• Tarefas solicitadas:
a – Reescreva de forma mais curta o parágrafo da crítica sobre a Mostra Foco que começa com "O espectador que se aventurar", preservando seus fatos principais.
b – Retome a crítica sobre a Mostra Foco a partir do ponto em que o trecho para.

• Trecho do documento:
━━━━━━━━━━

MOSTRA FOCO – O terceiro mundo já explodiu

Rubens Fabricio Anzolin

O espectador que se aventurar a encarar os dez curtas-metragens da Mostra Foco (sessão competitiva da modalidade) irá encontrar uma tônica comum que sela um arranjo entre as obras: um movimento para a distopia. Em geral, todos os filmes programados na Foco deste ano situam-se em torno de uma realidade que não pode ser chamada de literal ou cotidiana, ordinária. Muito pelo contrário, estes são filmes que, em sua maioria, até aparentam situar-se em um universo corriqueiro, mas que, tão logo comecem, passam a revelar para quem os assiste um procedimento de linguagem ruidoso, arriscado, quase como um feitiço, que nos retira do lugar comum e nos insere em um universo multifacetado de imaginários acerca do caos cotidiano.

O primeiro dos filmes a fazer este movimento é Drama Queen (2020), de Gabriela Luíza, curta-metragem experimental constituído por um intercalado de diversos memes na tentativa de forjar uma narrativa catalisadora acerca do estado político das coisas. O filme começa com uma moça olhando para a tela enquanto fala ao telefone. Ela, basicamente, explica o mote da obra: quer fazer um filme com as imagens guardadas de sua amiga Mirela para que ele possa ser inscrito em um edital. A garota também recorda que não é uma atriz (apesar de estar se colocando neste lugar) e interrompe a sua ligação com uma risada violenta. Esse riso efusivo e rasante da menina em tela, que abre Drama Queen, pode ser encarado como uma metonímia da obra: eis um filme sobre o tal do riso engasgado, aquele mesmo que divide o limiar entre a graça e a tristeza, entre o rir e chorar (ou, melhor, entre o rir para não chorar).

━━━━━━━━━━

• Informações fornecidas:
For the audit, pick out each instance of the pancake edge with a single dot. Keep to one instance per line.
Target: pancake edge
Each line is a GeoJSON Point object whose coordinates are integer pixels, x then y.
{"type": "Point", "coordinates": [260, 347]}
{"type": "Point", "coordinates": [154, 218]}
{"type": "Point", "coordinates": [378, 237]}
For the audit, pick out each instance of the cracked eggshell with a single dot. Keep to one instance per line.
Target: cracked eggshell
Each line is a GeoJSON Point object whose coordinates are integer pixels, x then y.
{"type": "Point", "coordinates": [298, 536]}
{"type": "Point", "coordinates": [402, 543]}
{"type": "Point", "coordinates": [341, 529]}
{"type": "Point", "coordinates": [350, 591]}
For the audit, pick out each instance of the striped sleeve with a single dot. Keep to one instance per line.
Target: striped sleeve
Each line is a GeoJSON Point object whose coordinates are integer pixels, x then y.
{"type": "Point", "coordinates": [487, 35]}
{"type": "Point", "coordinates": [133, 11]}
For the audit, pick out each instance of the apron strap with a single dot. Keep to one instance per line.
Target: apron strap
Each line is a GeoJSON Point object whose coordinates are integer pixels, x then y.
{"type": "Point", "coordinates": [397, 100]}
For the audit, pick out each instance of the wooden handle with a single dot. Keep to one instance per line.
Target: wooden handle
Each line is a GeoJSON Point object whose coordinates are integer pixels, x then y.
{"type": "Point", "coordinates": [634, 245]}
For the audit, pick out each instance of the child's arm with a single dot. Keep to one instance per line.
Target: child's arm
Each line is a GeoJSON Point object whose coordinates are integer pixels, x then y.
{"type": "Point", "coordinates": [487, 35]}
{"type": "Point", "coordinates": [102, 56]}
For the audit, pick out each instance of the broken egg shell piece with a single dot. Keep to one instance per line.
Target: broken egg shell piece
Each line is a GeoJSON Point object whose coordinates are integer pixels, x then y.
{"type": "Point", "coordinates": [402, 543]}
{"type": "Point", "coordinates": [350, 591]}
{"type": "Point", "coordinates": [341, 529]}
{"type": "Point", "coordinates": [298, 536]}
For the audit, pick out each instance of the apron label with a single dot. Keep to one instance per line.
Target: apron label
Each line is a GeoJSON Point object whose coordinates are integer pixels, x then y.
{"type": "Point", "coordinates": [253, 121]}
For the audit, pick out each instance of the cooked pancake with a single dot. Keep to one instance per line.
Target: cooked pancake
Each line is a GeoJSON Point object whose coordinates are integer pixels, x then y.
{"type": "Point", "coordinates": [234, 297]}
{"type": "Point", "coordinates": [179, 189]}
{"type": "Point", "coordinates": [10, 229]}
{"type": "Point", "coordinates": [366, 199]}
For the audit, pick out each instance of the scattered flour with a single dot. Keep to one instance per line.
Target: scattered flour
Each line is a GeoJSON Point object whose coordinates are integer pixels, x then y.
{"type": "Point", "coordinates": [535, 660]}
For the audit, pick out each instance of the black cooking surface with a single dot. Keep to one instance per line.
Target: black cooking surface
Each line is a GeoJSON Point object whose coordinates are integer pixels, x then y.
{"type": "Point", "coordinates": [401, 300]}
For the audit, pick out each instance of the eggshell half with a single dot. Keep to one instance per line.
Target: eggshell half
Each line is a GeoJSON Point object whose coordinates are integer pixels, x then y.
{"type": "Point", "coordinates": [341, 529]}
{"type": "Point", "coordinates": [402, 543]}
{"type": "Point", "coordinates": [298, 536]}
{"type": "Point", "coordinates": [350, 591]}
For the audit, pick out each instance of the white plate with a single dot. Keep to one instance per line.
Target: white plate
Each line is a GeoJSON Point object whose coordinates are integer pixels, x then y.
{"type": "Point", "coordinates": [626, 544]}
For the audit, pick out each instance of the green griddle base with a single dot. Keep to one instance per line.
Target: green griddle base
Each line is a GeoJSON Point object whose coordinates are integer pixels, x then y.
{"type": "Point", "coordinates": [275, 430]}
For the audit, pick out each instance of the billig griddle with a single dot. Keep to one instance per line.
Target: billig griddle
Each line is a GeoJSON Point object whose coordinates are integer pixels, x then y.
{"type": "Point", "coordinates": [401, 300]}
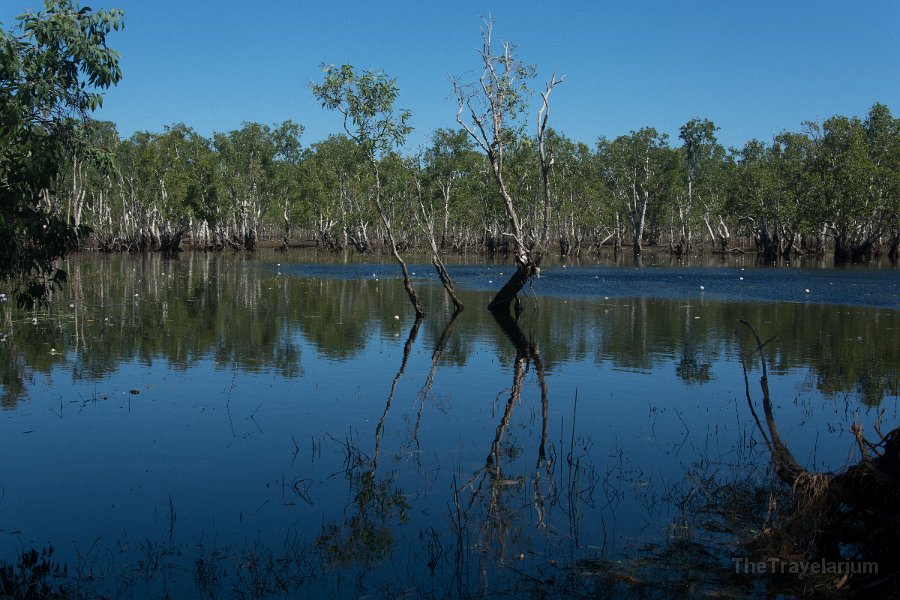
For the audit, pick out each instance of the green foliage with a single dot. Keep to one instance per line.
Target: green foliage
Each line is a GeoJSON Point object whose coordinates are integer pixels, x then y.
{"type": "Point", "coordinates": [52, 68]}
{"type": "Point", "coordinates": [366, 101]}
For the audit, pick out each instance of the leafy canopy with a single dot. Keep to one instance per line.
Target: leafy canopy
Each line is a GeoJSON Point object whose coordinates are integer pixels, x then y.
{"type": "Point", "coordinates": [53, 66]}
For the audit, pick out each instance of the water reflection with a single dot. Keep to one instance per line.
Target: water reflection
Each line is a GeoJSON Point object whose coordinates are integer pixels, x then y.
{"type": "Point", "coordinates": [121, 309]}
{"type": "Point", "coordinates": [472, 452]}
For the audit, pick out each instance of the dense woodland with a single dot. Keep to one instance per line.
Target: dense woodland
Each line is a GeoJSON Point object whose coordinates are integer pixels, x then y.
{"type": "Point", "coordinates": [496, 183]}
{"type": "Point", "coordinates": [833, 185]}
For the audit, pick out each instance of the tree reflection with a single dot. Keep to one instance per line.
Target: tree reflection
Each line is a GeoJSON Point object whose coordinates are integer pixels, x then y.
{"type": "Point", "coordinates": [238, 314]}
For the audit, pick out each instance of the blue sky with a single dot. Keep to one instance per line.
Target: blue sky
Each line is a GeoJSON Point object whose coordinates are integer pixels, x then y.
{"type": "Point", "coordinates": [754, 68]}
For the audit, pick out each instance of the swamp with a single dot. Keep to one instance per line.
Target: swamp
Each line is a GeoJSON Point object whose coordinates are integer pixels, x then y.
{"type": "Point", "coordinates": [279, 425]}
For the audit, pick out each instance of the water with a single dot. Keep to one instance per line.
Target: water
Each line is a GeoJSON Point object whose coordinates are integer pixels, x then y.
{"type": "Point", "coordinates": [223, 425]}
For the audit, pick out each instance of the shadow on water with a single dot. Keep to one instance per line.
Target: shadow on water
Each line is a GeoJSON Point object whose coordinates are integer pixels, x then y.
{"type": "Point", "coordinates": [587, 446]}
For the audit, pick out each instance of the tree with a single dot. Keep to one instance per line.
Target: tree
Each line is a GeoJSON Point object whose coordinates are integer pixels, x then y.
{"type": "Point", "coordinates": [52, 71]}
{"type": "Point", "coordinates": [635, 170]}
{"type": "Point", "coordinates": [700, 153]}
{"type": "Point", "coordinates": [366, 101]}
{"type": "Point", "coordinates": [492, 107]}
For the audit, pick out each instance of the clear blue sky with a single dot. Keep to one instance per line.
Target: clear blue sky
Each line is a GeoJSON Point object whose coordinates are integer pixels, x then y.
{"type": "Point", "coordinates": [753, 67]}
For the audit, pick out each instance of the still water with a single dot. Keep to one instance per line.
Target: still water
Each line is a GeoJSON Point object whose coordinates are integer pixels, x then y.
{"type": "Point", "coordinates": [278, 425]}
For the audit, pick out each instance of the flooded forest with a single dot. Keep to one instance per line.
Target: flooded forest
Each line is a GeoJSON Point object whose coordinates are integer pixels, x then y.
{"type": "Point", "coordinates": [504, 364]}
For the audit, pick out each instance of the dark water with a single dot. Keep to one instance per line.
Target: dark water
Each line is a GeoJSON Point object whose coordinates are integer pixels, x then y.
{"type": "Point", "coordinates": [227, 426]}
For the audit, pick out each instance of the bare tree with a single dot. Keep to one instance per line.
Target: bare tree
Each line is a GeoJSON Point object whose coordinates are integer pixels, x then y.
{"type": "Point", "coordinates": [492, 106]}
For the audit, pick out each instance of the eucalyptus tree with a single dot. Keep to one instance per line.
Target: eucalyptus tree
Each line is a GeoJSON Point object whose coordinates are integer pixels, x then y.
{"type": "Point", "coordinates": [791, 205]}
{"type": "Point", "coordinates": [700, 150]}
{"type": "Point", "coordinates": [635, 169]}
{"type": "Point", "coordinates": [334, 180]}
{"type": "Point", "coordinates": [366, 101]}
{"type": "Point", "coordinates": [247, 157]}
{"type": "Point", "coordinates": [751, 191]}
{"type": "Point", "coordinates": [848, 184]}
{"type": "Point", "coordinates": [883, 137]}
{"type": "Point", "coordinates": [288, 176]}
{"type": "Point", "coordinates": [490, 110]}
{"type": "Point", "coordinates": [53, 67]}
{"type": "Point", "coordinates": [425, 217]}
{"type": "Point", "coordinates": [447, 161]}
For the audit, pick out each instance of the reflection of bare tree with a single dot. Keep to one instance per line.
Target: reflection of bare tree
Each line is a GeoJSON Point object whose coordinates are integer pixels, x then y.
{"type": "Point", "coordinates": [833, 517]}
{"type": "Point", "coordinates": [366, 536]}
{"type": "Point", "coordinates": [410, 340]}
{"type": "Point", "coordinates": [436, 356]}
{"type": "Point", "coordinates": [490, 482]}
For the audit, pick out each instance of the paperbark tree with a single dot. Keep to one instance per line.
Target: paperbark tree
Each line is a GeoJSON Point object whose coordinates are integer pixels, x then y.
{"type": "Point", "coordinates": [366, 101]}
{"type": "Point", "coordinates": [492, 107]}
{"type": "Point", "coordinates": [52, 71]}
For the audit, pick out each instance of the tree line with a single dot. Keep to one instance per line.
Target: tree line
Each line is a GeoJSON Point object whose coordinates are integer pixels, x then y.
{"type": "Point", "coordinates": [831, 186]}
{"type": "Point", "coordinates": [492, 183]}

━━━━━━━━━━

• Respostas às tarefas:
a – Os dez curtas-metragens da Mostra Foco, a sessão competitiva da modalidade, têm em comum um movimento para a distopia. A maioria parece se passar em um universo corriqueiro. Logo no início, porém, esses filmes revelam uma linguagem ruidosa e arriscada, que tira o espectador do lugar comum e o leva a um universo multifacetado de imaginários sobre o caos cotidiano.

b –
Drama Queen opera todo neste processo, amparado numa lógica de que, já que não se pode mais chorar, é melhor fazer gozo com a tristeza. Daí pra frente, vêm e vão diversas imagens trágicas e populares do Brasil, tal qual o rompimento da barragem em Brumadinho (MG), esgotos e bueiros a céu aberto esguichando um turbilhão de água, e imagens de videogame, à la Phill Solomon, que trazem uma espécie de Bolsonaro do universo Grand Theft Auto (GTA) com uma espingarda nas mãos circulando ao redor de árvores digitais. Entretanto, mais do que esse coro às tragédias nossas de cada dia, Drama Queen enxerga uma maneira de fazer graça e injetar riso em meio a este processo, mesclando toda essa miscelânea de regimes com uma batida veloz de funk, alternando o significado inicial de cada um destes signos. De alguma forma, pode-se dizer que este não é um filme de derrota, mas um filme sobre o depois da derrota. O que fazer após a explosão das estruturas? Para Drama Queen, rir e bagunçar talvez seja a melhor solução.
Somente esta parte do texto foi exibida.